**Stated problem:**
Please count the lines in the records below that contain the string "slug", and reply with the number alone.

====================

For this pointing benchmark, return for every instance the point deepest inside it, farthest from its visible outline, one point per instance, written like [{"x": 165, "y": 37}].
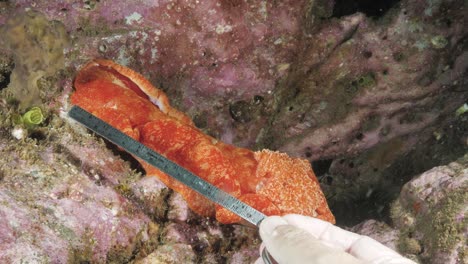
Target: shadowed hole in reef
[
  {"x": 134, "y": 164},
  {"x": 371, "y": 8},
  {"x": 321, "y": 167}
]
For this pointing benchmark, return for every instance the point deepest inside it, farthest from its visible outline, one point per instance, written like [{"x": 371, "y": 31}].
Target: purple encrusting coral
[{"x": 360, "y": 93}]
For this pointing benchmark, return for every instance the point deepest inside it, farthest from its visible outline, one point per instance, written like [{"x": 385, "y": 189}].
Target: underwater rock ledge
[{"x": 355, "y": 92}]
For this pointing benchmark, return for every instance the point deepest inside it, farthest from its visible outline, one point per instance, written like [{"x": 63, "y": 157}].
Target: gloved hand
[{"x": 302, "y": 239}]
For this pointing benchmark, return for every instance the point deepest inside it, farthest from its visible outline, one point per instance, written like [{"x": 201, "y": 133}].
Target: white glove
[{"x": 301, "y": 239}]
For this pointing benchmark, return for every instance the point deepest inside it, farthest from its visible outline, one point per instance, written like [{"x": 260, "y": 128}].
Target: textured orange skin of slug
[{"x": 269, "y": 181}]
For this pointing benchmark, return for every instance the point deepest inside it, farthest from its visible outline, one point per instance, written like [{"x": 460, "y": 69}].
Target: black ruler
[{"x": 194, "y": 182}]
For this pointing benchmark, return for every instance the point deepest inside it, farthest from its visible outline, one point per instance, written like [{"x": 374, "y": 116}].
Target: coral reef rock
[{"x": 429, "y": 216}]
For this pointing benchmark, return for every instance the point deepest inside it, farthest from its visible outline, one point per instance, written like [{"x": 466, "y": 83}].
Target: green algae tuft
[
  {"x": 37, "y": 45},
  {"x": 33, "y": 117}
]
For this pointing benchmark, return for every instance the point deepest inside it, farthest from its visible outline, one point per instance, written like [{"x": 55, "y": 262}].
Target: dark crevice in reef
[
  {"x": 370, "y": 8},
  {"x": 6, "y": 67},
  {"x": 321, "y": 167},
  {"x": 355, "y": 194}
]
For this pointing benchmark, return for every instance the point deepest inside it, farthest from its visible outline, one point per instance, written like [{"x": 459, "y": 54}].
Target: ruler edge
[{"x": 74, "y": 113}]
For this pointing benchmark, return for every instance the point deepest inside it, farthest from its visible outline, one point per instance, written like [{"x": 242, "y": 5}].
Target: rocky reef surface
[{"x": 371, "y": 94}]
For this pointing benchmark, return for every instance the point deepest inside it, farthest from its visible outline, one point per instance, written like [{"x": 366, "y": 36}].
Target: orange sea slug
[{"x": 271, "y": 182}]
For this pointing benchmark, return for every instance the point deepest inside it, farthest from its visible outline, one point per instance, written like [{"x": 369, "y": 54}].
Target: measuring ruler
[{"x": 141, "y": 151}]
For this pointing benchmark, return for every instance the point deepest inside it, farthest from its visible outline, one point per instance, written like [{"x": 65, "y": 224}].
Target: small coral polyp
[{"x": 271, "y": 182}]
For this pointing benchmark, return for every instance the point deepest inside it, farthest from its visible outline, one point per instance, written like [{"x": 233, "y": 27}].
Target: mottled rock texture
[
  {"x": 429, "y": 217},
  {"x": 366, "y": 90}
]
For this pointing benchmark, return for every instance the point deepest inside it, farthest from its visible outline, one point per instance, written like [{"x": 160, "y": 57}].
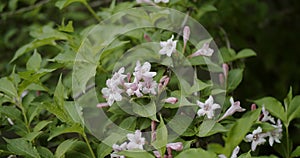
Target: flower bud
[
  {"x": 225, "y": 70},
  {"x": 186, "y": 35}
]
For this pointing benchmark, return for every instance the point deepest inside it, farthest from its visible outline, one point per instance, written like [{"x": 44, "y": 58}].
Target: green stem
[
  {"x": 287, "y": 142},
  {"x": 88, "y": 144},
  {"x": 92, "y": 11}
]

====================

**Final result:**
2